## Your goal
Look through the lines below, find those with the word "fender", and copy them.

Data entries:

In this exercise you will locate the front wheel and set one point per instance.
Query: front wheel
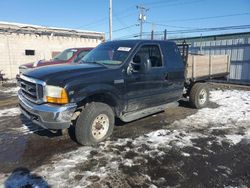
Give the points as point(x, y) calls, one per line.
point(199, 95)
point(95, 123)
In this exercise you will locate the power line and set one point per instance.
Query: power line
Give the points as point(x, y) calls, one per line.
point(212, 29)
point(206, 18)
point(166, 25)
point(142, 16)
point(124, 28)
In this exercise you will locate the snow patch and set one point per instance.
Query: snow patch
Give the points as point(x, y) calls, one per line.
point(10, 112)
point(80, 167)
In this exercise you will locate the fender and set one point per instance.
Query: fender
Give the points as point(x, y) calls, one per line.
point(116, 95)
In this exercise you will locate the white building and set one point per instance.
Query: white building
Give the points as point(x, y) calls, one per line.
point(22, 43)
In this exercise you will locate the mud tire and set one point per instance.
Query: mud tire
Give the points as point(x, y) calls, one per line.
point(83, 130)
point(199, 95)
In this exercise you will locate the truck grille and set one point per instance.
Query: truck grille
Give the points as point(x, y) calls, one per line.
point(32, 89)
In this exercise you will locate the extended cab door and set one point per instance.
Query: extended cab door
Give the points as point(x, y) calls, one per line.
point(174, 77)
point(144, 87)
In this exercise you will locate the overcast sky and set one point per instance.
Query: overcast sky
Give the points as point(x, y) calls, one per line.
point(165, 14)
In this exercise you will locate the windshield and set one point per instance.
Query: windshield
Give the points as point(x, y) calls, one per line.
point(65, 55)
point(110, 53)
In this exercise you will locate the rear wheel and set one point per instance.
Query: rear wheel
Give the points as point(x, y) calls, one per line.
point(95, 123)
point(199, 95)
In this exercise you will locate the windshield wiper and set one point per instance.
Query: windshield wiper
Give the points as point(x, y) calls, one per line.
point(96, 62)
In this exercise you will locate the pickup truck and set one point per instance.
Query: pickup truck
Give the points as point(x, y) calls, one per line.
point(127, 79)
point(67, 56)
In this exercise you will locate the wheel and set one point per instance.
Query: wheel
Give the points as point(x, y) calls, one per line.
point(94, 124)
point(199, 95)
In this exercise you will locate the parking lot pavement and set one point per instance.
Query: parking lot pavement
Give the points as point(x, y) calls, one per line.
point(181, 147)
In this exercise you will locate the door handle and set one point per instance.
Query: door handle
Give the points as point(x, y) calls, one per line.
==
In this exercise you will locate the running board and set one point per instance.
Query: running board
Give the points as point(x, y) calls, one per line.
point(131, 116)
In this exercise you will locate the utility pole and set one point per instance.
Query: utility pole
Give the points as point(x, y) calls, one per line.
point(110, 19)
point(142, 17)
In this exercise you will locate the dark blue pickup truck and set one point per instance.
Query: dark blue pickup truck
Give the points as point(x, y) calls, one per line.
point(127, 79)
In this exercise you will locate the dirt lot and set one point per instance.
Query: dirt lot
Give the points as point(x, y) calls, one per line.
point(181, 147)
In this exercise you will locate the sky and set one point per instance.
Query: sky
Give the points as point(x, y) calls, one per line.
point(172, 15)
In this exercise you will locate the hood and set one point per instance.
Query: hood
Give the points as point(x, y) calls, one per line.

## Your response
In this exercise you will locate the fender and set one point per instance.
Query: fender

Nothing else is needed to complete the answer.